── Data to use

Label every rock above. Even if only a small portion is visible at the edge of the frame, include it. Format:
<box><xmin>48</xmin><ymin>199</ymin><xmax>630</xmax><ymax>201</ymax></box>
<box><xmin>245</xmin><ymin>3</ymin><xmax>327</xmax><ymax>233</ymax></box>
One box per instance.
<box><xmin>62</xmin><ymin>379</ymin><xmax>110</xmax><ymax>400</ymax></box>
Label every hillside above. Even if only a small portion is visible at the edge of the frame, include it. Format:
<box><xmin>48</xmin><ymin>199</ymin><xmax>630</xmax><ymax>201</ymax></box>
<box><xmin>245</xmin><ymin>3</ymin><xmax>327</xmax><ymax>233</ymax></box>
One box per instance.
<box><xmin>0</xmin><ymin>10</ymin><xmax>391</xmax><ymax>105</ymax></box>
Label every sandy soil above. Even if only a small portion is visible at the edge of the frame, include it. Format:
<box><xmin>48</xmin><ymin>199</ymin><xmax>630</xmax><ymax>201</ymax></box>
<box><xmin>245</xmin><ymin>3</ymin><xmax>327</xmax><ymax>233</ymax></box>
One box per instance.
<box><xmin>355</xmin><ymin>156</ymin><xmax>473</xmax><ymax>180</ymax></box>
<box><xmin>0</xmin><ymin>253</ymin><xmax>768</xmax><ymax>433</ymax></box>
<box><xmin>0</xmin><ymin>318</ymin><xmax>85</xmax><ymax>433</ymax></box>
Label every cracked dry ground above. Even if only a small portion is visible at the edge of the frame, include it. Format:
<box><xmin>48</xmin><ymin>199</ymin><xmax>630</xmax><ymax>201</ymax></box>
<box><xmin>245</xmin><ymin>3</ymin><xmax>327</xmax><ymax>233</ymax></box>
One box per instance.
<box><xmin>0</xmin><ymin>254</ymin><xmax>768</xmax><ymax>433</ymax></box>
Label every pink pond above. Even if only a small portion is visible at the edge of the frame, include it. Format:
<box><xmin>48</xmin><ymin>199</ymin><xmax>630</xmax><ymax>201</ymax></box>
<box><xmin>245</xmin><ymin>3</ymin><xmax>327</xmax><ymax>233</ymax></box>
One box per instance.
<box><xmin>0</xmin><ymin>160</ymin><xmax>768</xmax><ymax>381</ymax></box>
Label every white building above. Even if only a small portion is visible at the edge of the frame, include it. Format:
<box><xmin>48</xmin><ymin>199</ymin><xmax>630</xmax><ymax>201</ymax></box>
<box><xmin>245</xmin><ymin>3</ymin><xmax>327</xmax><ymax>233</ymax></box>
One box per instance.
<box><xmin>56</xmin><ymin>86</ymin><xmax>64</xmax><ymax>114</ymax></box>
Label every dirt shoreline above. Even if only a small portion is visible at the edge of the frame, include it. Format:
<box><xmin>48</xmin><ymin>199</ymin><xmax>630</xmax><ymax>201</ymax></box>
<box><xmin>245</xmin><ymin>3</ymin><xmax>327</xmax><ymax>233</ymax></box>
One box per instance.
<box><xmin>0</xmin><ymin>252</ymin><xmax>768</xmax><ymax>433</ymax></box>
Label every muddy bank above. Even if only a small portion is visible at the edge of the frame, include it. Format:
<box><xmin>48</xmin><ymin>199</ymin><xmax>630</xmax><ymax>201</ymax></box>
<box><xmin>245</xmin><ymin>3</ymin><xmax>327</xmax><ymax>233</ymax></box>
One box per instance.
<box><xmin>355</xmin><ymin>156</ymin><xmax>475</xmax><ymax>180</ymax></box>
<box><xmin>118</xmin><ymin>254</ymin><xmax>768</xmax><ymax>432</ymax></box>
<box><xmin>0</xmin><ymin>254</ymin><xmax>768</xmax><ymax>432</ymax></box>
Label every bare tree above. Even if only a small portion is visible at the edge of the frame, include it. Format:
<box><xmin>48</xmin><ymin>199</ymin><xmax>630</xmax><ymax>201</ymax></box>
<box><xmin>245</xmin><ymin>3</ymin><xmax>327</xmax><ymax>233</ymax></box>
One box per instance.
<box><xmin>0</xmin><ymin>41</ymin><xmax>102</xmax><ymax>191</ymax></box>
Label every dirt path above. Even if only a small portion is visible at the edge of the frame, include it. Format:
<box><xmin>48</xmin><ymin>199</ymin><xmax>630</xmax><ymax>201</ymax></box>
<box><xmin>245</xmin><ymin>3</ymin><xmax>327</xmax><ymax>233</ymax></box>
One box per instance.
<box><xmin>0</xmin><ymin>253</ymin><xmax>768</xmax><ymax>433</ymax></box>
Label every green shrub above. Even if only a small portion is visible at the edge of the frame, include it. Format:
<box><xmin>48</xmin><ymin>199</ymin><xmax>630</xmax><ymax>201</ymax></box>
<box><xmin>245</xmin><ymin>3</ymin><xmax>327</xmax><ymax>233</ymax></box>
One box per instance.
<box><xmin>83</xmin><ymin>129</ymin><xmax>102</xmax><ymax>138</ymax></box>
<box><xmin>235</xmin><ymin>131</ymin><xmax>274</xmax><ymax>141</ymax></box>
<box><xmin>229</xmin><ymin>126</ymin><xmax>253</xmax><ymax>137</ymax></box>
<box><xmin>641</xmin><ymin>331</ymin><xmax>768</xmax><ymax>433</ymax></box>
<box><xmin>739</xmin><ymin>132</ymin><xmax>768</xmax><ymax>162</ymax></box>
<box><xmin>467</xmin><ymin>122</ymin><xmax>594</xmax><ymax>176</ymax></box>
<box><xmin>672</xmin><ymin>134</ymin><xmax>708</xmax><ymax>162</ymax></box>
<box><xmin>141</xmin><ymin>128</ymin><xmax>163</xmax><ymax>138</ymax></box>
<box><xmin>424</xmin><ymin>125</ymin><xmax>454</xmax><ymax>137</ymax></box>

────

Task requirements → Count the lines of the data that contain the string "portion" and give only that number.

Reply → 11